--- Verilen metin ---
ABD’de kamplarda tutulan mülteciler açlık grevine başladı

kategori:

ABD’nin Kaliforniya Bakersfield’deki Göç ve Gümrük Muhafaza’da (ICE) tutulan mülteciler, sağlıksız ve güvensiz koşulların düzeltilmesi talebiyle açlık grevine başladı.

Grevcileri, Bangladeş, Kamerun, Meksika, Gana, Haiti, Jamaika, Etiyopya ve Brezilya’dan gelenlerin yoğunlukta olduğu merkezde, insanlık dışı koşulların olduğu ve taze yiyecek eksikliği yaşandığı dile getiriliyor. 

San Quentin’deki ICE’da da göçmenler benzer nedenlerle açlık grevi yapıyor. 

Left Voice adlı sitede yer alan Elias Khoury’ın yazısınaki bilgiye göre pandemi döneminde gözaltı merkezlerinde 30’dan fazla açlık grevi eylemi gerçekleşti. Yaklaşık 2 bin 400 göçmen, son bir kaç ay açlık grevine katıldı. 

ICE tarafından Haziran ayında yapılan bir açıklamada, açlık grevi yapan göçmenler suçlanmış, “yemek menüsünün tekrarlayan döngüsü proteste ediliyor. Daha çok avukatlar ve aktivistler gibi dış güçler tarafından açlık grevine gitmeye zorlandıkları” ileri sürülmüştü. 

Açlık grevine katılan Bangladeşli Asif Qazi, bu suçlamaları “tamamen saçmalık” sözleriyle reddetti. Qazi, “ICE her zaman kendi organizasyonlarını savunmak için çok yanlış bilgiler verir. Bence cesareti kırmak için bir sürü uydurma bilgi veriyorlar. Bunu kendi başımıza yapıyoruz ve kimse bizi bunu yapmaya zorlamıyor” diye konuştu.

Grev lideri Jamaikalı Donovan Grant da benzer açıklama yaptı. California Oakland’dan bir göçmenlik hukuk bürosu olan Centro Legal de la Raza ile yaptığı röportajda Grant şunları söyledi:

“ICE her şeyi normal ve sosyal mesafenin devam ettiği gibi göstermeye çalışıyor. Bu açlık grevine gitmemizin gerekçelerinden biri. Bir sürü şeye ihtiyacımız vardı. Dezenfektanımız yoktu, çamaşır suyu yoktu, kağıt havlu yoktu, sabun yoktu. Yatakhane başına 100 kişi vardı ve bu açlık grevinde olmamızın gerekçelerinden biri bu. Çünkü çok sayıda insan hasta ve biz güvende olmak istiyoruz.”

ICE’ın kendi raporuna göre 3.000 göçmenin Covid-19 testi pozitif. Habere göre bu sayı gerçekte çok yüksek ve verilen sayının en az üç katı olduğu yönünde.
---
**Etkinlikte istenenler**:
(1) Açlık grevi haberinde, merkezde yoğun olarak bulunan göçmenlerin geldiği ülkeleri sıralayın.
(2) Açlık grevi haberine göre aşağıdaki soruları yanıtlayın.
(a) Pandemi döneminde gözaltı merkezlerinde kaç açlık grevi eylemi gerçekleşti?
(b) Donovan Grant'e göre yatakhane başına kaç kişi vardı?
(c) ICE'ın kendi raporuna göre kaç göçmenin Covid-19 testi pozitif?
(3) Lütfen açlık grevi haberini son cümlesinden sonra sürdürün.
--- Sağlanan malzeme ---
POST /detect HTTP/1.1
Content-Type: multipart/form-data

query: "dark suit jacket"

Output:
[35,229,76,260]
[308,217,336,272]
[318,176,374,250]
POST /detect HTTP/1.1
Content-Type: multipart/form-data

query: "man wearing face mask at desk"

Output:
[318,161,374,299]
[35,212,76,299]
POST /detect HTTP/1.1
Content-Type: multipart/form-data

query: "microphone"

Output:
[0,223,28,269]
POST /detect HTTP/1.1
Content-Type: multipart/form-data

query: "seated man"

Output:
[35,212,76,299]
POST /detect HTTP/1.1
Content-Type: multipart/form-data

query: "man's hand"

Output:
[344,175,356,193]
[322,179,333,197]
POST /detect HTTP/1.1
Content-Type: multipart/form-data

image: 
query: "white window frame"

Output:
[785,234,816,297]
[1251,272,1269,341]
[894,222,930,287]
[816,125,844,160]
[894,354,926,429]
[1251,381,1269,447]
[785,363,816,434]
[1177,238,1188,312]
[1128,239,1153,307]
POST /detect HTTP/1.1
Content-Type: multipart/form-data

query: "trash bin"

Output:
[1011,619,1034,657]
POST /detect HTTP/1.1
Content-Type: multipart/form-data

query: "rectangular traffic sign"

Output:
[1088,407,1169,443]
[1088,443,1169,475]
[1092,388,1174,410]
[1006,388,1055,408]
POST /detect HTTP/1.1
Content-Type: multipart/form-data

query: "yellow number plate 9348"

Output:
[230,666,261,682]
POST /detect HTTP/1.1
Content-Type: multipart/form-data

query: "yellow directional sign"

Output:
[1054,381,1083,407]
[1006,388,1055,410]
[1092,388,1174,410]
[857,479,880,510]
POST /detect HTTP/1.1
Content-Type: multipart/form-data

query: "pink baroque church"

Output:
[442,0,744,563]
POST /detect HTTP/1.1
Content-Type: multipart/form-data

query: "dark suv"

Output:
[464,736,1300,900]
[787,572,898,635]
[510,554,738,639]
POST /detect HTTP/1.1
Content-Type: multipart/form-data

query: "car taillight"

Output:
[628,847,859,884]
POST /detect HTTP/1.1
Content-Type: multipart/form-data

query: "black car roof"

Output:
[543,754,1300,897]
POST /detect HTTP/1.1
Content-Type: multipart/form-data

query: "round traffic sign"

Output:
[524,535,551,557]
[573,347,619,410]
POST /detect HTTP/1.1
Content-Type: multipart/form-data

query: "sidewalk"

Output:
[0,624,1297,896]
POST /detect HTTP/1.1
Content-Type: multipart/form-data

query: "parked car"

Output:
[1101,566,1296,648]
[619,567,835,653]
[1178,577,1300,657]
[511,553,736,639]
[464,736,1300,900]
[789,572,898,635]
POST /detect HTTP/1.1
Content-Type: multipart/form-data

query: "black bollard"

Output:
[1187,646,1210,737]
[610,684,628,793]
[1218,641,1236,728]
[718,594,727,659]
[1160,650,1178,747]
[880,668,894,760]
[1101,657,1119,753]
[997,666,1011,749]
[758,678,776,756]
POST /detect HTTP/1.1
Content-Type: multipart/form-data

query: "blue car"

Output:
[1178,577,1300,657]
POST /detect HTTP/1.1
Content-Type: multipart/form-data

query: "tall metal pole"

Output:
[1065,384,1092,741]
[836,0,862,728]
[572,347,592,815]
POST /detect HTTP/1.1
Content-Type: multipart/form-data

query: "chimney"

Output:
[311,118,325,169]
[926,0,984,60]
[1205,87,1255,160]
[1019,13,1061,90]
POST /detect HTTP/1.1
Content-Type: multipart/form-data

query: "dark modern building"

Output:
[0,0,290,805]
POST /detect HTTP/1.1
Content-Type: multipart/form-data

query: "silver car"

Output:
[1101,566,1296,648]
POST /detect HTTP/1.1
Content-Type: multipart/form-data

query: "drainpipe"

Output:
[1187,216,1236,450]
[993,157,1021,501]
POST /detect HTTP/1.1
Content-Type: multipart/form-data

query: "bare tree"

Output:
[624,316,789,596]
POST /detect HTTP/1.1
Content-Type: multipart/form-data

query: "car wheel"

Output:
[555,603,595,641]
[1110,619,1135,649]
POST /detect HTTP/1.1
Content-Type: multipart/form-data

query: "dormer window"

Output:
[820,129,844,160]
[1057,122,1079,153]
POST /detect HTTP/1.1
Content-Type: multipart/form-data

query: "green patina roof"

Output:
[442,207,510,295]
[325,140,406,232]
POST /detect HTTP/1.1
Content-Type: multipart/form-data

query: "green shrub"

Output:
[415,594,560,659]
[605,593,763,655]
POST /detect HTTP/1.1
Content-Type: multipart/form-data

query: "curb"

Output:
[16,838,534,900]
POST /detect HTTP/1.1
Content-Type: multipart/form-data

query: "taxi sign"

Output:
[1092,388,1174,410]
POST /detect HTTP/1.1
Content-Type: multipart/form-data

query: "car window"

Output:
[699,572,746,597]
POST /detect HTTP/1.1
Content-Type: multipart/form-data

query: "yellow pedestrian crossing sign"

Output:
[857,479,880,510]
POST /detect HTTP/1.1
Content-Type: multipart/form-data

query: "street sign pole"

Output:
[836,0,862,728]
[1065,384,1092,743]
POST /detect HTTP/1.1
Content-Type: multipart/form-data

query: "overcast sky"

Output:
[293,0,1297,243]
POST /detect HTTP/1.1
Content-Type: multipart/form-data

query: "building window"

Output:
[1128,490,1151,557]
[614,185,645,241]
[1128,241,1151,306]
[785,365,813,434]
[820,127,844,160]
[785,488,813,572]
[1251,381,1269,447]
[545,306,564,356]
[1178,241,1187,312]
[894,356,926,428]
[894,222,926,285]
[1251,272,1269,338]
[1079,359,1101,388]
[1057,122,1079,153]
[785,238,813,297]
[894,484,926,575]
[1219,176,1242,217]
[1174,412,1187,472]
---
**Etkinlik yanıtları**:
(1) Bangladeş, Kamerun, Meksika, Gana, Haiti, Jamaika, Etiyopya, Brezilya

(2)
(a) 30'dan fazla
(b) 100 kişi
(c) 3.000 göçmen

(3)
Elias Khoury kamplardaki göçmenlerin durumuyla ilgili şu değerlendirmeyi yapıyor:

“Göçmen toplulukları, Trump yönetiminin başından beri niyeti olan ciddi bir saldırı altında. Göçmenlerin çektiği acı, yöneticilerin mücadele etmeye hiç ilgi göstermediği bir salgınla büyük ölçüde arttı. Bu ölümcül kombinasyon, nüfusun zaten marjinalleşmiş bir kesimine tamir edilemez bir şekilde zarar verme tehdidinde bulunuyor.

“Göçmen açlık grevleriyle eşzamanlı olarak, ülke çapında ırksal adalet talep eden ayaklanmalar yaşanıyor.  #BlackLivesMatter’ın çağrısına dayanan ülke çapında protestolarda, protestocular siyah-karşıtı polis vahşetine bir son verilmesi çağrısında bulunuyorlar. Temel eşitlik ve adalet kavramlarının ötesinde hiçbir şey tarafından motive edilmeyen niyetleri olabildiğince saftır. Ve kitlesel popüler destek sayesinde, BLM hareketi hızla yer kazanıyor. Ancak ırksal adalet mücadelesi, siyah kardeşlerimizle sistemik polis şiddetine karşı ayakta duramaz. Gerçekten de, ırksal adalet kolektif vizyonumuz, göçmenler için ICE’ı ve tüm zulmünü ortadan kaldırmayı gerektiren adaleti de içermelidir. Martin Luther King Jr.’ın sözleriyle, ‘Herhangi bir yerdeki adaletsizlik her yerdeki adalet için bir tehdittir. Birini doğrudan etkileyen herhangi bir şey, herkesi dolaylı olarak etkiler.’ Dr. King’in ebedi mesajına dikkat edelim.”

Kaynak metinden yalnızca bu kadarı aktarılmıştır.